» Input data

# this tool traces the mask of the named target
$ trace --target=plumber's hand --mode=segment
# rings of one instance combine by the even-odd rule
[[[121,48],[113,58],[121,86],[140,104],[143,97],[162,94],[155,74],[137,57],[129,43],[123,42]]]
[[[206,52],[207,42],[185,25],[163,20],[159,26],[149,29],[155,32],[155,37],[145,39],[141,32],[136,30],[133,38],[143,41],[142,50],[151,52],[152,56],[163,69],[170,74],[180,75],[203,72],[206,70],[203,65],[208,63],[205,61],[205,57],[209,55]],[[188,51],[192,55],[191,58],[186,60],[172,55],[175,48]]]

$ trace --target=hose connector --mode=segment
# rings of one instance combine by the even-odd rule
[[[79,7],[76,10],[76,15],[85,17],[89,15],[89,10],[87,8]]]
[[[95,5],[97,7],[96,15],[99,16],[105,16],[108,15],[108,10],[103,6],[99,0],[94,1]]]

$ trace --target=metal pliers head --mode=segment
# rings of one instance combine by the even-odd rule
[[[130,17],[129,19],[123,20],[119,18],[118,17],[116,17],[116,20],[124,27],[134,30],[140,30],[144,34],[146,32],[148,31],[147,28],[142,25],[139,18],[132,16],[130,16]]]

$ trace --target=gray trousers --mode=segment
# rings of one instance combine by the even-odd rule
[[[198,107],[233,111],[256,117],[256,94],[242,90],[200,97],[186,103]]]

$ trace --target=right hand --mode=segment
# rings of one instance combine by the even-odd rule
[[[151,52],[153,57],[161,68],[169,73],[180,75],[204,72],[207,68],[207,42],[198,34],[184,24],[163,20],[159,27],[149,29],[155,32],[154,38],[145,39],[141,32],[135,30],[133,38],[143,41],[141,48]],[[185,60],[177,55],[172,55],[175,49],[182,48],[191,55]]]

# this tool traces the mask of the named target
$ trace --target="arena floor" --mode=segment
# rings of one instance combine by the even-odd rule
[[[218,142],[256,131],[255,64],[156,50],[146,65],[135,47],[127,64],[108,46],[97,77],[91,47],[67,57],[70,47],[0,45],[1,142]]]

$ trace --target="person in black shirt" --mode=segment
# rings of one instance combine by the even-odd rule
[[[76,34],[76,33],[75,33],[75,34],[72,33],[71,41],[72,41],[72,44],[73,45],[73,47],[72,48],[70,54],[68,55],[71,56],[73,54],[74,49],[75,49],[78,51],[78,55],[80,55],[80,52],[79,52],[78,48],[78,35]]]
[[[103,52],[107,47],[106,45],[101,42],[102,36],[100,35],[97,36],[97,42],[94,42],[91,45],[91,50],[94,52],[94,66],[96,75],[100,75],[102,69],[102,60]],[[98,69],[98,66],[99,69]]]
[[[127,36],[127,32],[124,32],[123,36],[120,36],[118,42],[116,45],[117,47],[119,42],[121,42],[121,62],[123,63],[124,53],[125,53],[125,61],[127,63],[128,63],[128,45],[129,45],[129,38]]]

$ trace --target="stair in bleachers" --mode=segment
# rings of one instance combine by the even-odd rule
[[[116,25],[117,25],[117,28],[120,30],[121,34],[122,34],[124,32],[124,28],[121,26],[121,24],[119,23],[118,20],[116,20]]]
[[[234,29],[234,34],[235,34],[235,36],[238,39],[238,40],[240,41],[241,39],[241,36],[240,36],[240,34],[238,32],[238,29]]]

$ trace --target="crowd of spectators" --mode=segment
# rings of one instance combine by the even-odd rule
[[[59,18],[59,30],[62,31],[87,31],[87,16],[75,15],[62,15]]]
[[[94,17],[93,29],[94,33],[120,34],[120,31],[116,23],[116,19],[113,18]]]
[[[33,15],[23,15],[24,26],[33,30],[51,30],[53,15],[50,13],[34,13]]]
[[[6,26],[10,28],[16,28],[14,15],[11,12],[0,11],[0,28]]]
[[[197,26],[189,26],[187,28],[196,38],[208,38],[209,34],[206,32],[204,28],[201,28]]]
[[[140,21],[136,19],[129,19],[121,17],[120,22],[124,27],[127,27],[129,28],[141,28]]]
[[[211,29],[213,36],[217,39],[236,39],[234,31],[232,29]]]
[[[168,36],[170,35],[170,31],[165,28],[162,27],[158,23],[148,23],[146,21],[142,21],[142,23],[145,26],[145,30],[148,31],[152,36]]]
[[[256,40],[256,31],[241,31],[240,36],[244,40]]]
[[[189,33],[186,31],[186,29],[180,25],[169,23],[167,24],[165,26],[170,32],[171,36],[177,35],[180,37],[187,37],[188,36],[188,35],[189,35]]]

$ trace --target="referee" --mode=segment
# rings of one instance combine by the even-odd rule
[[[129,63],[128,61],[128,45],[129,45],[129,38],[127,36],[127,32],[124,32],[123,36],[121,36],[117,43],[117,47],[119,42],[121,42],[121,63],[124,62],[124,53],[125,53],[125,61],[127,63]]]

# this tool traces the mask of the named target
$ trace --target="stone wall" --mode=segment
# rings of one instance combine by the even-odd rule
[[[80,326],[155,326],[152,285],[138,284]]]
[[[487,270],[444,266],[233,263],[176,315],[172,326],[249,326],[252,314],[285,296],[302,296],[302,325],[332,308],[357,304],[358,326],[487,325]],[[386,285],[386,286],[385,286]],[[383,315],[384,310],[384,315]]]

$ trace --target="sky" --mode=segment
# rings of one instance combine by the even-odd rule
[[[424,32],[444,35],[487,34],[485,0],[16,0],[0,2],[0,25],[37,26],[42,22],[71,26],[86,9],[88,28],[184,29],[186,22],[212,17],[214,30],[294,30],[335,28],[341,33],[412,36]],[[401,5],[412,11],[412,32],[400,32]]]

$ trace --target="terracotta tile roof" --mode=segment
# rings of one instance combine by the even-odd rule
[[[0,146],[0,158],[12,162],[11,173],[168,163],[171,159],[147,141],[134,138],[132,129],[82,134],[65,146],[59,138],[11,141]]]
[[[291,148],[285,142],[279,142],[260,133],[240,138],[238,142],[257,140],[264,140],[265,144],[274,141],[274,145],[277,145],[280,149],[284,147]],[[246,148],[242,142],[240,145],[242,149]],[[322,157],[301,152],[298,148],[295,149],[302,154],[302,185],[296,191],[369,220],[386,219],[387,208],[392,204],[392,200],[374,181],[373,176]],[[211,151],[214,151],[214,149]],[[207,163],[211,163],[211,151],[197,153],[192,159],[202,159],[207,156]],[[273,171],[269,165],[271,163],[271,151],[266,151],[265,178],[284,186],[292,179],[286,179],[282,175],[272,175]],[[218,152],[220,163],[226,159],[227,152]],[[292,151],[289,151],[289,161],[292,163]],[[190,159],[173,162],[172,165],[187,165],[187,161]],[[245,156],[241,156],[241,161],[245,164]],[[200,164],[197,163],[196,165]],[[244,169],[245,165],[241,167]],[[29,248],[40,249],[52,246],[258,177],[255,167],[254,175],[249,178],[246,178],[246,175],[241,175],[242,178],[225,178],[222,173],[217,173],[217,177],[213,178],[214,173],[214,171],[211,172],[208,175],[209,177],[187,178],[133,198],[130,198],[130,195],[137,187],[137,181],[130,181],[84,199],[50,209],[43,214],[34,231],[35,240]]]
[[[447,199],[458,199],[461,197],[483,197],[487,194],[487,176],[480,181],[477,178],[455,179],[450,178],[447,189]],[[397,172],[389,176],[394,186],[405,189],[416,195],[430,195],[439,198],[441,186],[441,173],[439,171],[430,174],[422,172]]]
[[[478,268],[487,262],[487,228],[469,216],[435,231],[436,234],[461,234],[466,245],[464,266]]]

» Instructions to follow
Extract all lines as given.

» Complete output
# this tool traces the mask of the named target
$ trace --target=plumber's hand --mode=segment
# rings of one instance combine by the even-odd rule
[[[121,48],[113,58],[121,86],[140,104],[143,97],[162,94],[155,74],[137,57],[129,43],[123,42]]]
[[[206,52],[207,42],[185,25],[163,20],[159,26],[149,29],[155,32],[155,37],[145,39],[141,32],[136,30],[133,38],[143,41],[142,50],[151,52],[152,56],[163,69],[170,74],[180,75],[203,72],[206,70],[203,65],[208,63],[205,61],[205,57],[209,55]],[[188,51],[192,55],[191,58],[186,60],[172,55],[175,48]]]

$ trace --target=hose connector --mode=segment
# rings of one instance combine by the even-odd rule
[[[79,7],[76,10],[76,15],[85,17],[89,15],[89,10],[87,8]]]
[[[95,5],[97,7],[96,15],[99,16],[105,16],[108,15],[108,10],[103,6],[99,0],[94,1]]]

$ trace --target=metal pliers head --mode=segment
# rings of one instance combine by the even-odd rule
[[[130,17],[129,19],[123,20],[119,18],[118,17],[116,17],[116,20],[124,27],[134,30],[140,30],[144,34],[146,32],[148,31],[147,28],[142,25],[139,18],[132,16],[130,16]]]

$ trace --target=gray trousers --mode=segment
# rings of one instance combine by the even-odd rule
[[[198,107],[233,111],[256,117],[256,94],[242,90],[200,97],[186,103]]]

$ trace --target=right hand --mode=segment
# rings of one instance combine by the even-odd rule
[[[151,52],[153,57],[161,68],[169,73],[180,75],[204,72],[207,68],[207,42],[198,34],[184,24],[163,20],[159,27],[149,29],[155,32],[154,38],[145,39],[141,32],[135,30],[133,38],[143,41],[141,48]],[[185,60],[177,55],[172,55],[175,49],[182,48],[191,55]]]

# this tool traces the mask of the named target
$ trace --target="arena floor" --mode=segment
# rings of one instance combine by the even-odd rule
[[[218,142],[256,131],[255,64],[156,50],[146,65],[135,47],[127,64],[108,46],[97,77],[91,47],[67,57],[70,47],[0,45],[1,142]]]

$ trace --target="person in black shirt" --mode=segment
# rings of one instance combine by the even-odd rule
[[[76,34],[76,33],[75,33],[75,34],[72,33],[71,41],[72,41],[72,44],[73,45],[73,47],[72,48],[70,54],[68,55],[71,56],[73,54],[74,49],[75,49],[78,51],[78,55],[80,55],[80,52],[79,52],[78,48],[78,35]]]
[[[103,52],[107,47],[106,45],[101,42],[102,36],[100,35],[97,36],[97,42],[94,42],[91,45],[91,50],[94,52],[94,66],[96,75],[100,75],[102,69],[102,60]],[[98,69],[98,66],[99,69]]]
[[[127,36],[127,32],[124,32],[123,36],[120,36],[118,42],[116,45],[117,47],[119,42],[121,42],[121,62],[123,63],[124,53],[125,53],[125,61],[127,63],[128,63],[128,45],[129,45],[129,38]]]

$ trace --target="stair in bleachers" --mode=segment
# rings of one instance combine by the even-odd rule
[[[116,25],[117,25],[117,28],[120,30],[121,34],[122,34],[124,32],[124,28],[121,26],[121,24],[119,23],[118,20],[116,20]]]
[[[234,29],[234,34],[235,34],[235,36],[238,39],[238,40],[240,41],[241,39],[241,36],[240,36],[240,34],[238,32],[238,29]]]

$ trace --target="crowd of spectators" --mode=segment
# rings of one instance combine by the even-odd rule
[[[59,18],[59,30],[62,31],[87,31],[87,16],[75,15],[62,15]]]
[[[94,17],[93,29],[94,33],[120,34],[120,31],[116,23],[116,19],[113,18]]]
[[[33,15],[23,15],[24,26],[33,30],[51,30],[53,15],[50,13],[34,13]]]
[[[6,26],[10,28],[16,28],[14,15],[11,12],[0,11],[0,28]]]
[[[197,26],[189,26],[187,28],[196,38],[208,38],[209,34],[206,32],[204,28],[201,28]]]
[[[140,21],[136,19],[129,19],[121,17],[120,22],[124,27],[127,27],[129,28],[141,28]]]
[[[211,29],[213,36],[217,39],[236,39],[234,31],[232,29]]]
[[[168,36],[170,35],[170,31],[165,28],[162,27],[158,23],[148,23],[146,21],[142,21],[142,23],[145,26],[145,30],[148,31],[152,36]]]
[[[256,40],[256,31],[241,31],[240,36],[244,40]]]
[[[189,33],[186,31],[186,29],[180,25],[169,23],[167,24],[165,26],[170,32],[171,36],[177,35],[180,37],[187,37],[188,36],[188,35],[189,35]]]

$ trace --target="referee" --mode=segment
# rings of one instance combine by the even-odd rule
[[[129,63],[128,61],[128,45],[129,45],[129,38],[127,36],[127,32],[124,32],[123,36],[121,36],[117,43],[117,47],[119,42],[121,42],[121,63],[124,62],[124,53],[125,53],[125,61],[127,63]]]

# this tool traces the mask of the named target
$ trace --target="stone wall" --mode=segment
# rings of one instance combine by the even-odd rule
[[[80,326],[155,326],[152,285],[138,284]]]
[[[487,270],[444,266],[233,263],[176,315],[172,326],[249,326],[252,314],[285,296],[302,296],[302,325],[332,308],[357,304],[358,326],[487,325]],[[386,285],[386,286],[385,286]],[[383,315],[384,310],[384,315]]]

$ trace --target="sky" --mode=segment
# rings of one instance combine by the even-odd rule
[[[424,32],[444,35],[487,34],[485,0],[16,0],[0,2],[0,25],[37,26],[42,22],[71,26],[86,9],[88,28],[184,29],[186,22],[212,17],[214,30],[294,30],[335,28],[341,33],[412,36]],[[401,5],[412,11],[412,32],[400,32]]]

$ trace --target="terracotta tile roof" --mode=segment
# rings of one instance combine by the even-odd rule
[[[0,146],[0,158],[12,162],[11,173],[168,163],[171,159],[147,141],[134,138],[132,129],[82,134],[65,146],[59,138],[11,141]]]
[[[291,148],[285,142],[279,142],[260,133],[240,138],[238,142],[257,140],[264,140],[265,144],[274,141],[274,145],[277,145],[280,149],[284,147]],[[246,148],[242,142],[240,145],[242,149]],[[322,157],[301,152],[298,148],[295,149],[302,154],[302,185],[296,191],[369,220],[386,219],[387,208],[392,204],[392,200],[374,181],[373,176]],[[211,151],[214,151],[214,149]],[[207,163],[211,163],[211,151],[197,153],[192,159],[202,159],[207,156]],[[273,171],[269,165],[271,163],[271,151],[266,151],[265,178],[284,186],[292,179],[286,179],[282,175],[272,175]],[[218,152],[220,163],[226,159],[227,152]],[[292,151],[289,151],[289,161],[292,163]],[[190,159],[173,162],[172,165],[187,165],[187,161]],[[245,156],[241,156],[241,161],[245,164]],[[200,164],[197,163],[196,165]],[[244,169],[245,165],[241,167]],[[29,248],[40,249],[52,246],[258,177],[255,167],[254,175],[249,178],[246,178],[246,175],[241,175],[242,178],[225,178],[222,173],[217,173],[217,177],[213,178],[214,173],[214,171],[211,172],[208,175],[209,177],[187,178],[133,198],[130,198],[130,195],[137,187],[137,181],[130,181],[84,199],[50,209],[43,214],[34,231],[35,240]]]
[[[447,199],[458,199],[461,197],[483,197],[487,194],[487,176],[480,181],[477,178],[455,179],[450,178],[447,189]],[[397,172],[389,176],[394,186],[405,189],[416,195],[430,195],[439,198],[441,186],[441,173],[439,171],[430,174],[422,172]]]
[[[478,268],[487,262],[487,228],[469,216],[435,231],[436,234],[461,234],[466,245],[464,266]]]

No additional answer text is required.